▶ [Text block]:
Consumer TVs do not have decryption built in because cable and satellite companies are going to install a receiver in your home. Hospitals typically do not put a receiver at every TV due to higher cost, less desirable room aesthetics, difficult mounting issues and higher maintenance and theft among other reasons. To avoid third-party hardware and still deliver HD signals, many hospital televisions sets today have Pro:Idiom built in.
Hospital working environments are extremely complicated and harbor many unique challenges. Healthcare grade televisions are designed specifically to accommodate those intricacies. Consumer televisions can be very attractive from a pricing standpoint, but they can also pose major liabilities and roadblocks for the facility. Healthcare televisions provide the features needed for hospitals, as well as an enhanced peace of mind.
The focus on customer-centric care and value-based reimbursements has led hospitals to see patient experience as a way to differentiate their services and improve patient satisfaction ratings. Hospitals are making investments in technology infrastructure and HDTV to provide quality entertainment that aligns with what patients experience when they are at home or in a hotel room.
Internet Protocol television (IPTV) is evolving as a standard that healthcare is embracing to develop patient services at the bedside. Many hospitals, especially for new buildings, are adopting IPTV to deliver TV programming, along with interactive care, voice, and data services in patient rooms to entertain and educate patients. IPTV enables HDTV programming through the hospital’s computing network, thereby reducing cabling costs and creating operational efficiencies. The convergence of data and video networks alleviates the need to install and maintain the separate network infrastructure required to support television signals through conventional coaxial cables and set-top boxes for each TV.
Taking a “future proof” approach supports more advanced patient engagement, such as displaying medical records and providing other innovative healthcare services using bedside televisions. This trend is an example of how hospital patient entertainment, education and engagement technology is leapfrogging the consumer market to deliver flexible, scalable and interactive solutions that meet the needs of hospitals today while anticipating future applications and requirements. With advancing technologies and the resulting increase in patient expectations, hospitals are looking at IPTV as a smart and effective way to upgrade the patient experience and differentiate their facility in an increasingly competitive healthcare environment.
Televisions represent some of the most valuable real estate in a patient’s room for communications, yet many hospital TV network systems are not able to realize the full potential of transforming patient TVs into clinical assets that deliver essential patient satisfaction, education, and engagement. From professional engineering services, network infrastructure and healthcare-grade TVs to interactive patient entertainment and education programming, a comprehensive solutions partner provides true value. The exceptional patient experience with content programming and TVs specifically designed for healthcare environments helps foster a new brand image for the hospital and ensures more satisfied patients.

▶ [Source data]:
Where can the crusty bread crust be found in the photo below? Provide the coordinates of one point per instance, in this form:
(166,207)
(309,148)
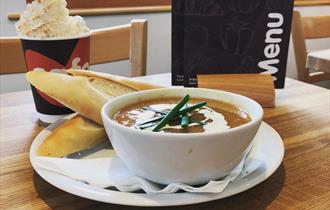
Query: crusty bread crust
(130,82)
(85,92)
(74,135)
(73,92)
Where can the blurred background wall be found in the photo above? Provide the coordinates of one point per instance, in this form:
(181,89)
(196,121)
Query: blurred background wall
(159,41)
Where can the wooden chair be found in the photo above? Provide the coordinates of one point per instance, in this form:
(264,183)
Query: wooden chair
(107,45)
(304,28)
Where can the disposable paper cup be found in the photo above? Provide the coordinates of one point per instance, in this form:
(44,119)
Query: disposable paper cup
(54,55)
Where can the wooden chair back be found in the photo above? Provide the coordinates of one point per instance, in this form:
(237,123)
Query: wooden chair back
(107,45)
(305,28)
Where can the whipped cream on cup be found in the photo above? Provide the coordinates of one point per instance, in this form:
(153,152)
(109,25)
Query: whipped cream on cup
(49,19)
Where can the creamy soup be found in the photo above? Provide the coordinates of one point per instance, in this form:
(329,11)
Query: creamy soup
(215,116)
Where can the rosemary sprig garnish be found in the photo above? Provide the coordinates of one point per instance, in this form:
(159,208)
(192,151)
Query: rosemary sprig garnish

▶ [Work instruction 1]: In the passage on hospital televisions, what do many hospital television sets today have built in so they can deliver HD signals without third-party hardware?
▶ [Work instruction 2]: From the passage on hospital televisions, extract the span word for word, starting at the words "Consumer TVs do" and stopping after the words "peace of mind.".
None of the records is needed for this work.

▶ [Reply 1]: Pro:Idiom

▶ [Reply 2]:
Consumer TVs do not have decryption built in because cable and satellite companies are going to install a receiver in your home. Hospitals typically do not put a receiver at every TV due to higher cost, less desirable room aesthetics, difficult mounting issues and higher maintenance and theft among other reasons. To avoid third-party hardware and still deliver HD signals, many hospital televisions sets today have Pro:Idiom built in.
Hospital working environments are extremely complicated and harbor many unique challenges. Healthcare grade televisions are designed specifically to accommodate those intricacies. Consumer televisions can be very attractive from a pricing standpoint, but they can also pose major liabilities and roadblocks for the facility. Healthcare televisions provide the features needed for hospitals, as well as an enhanced peace of mind.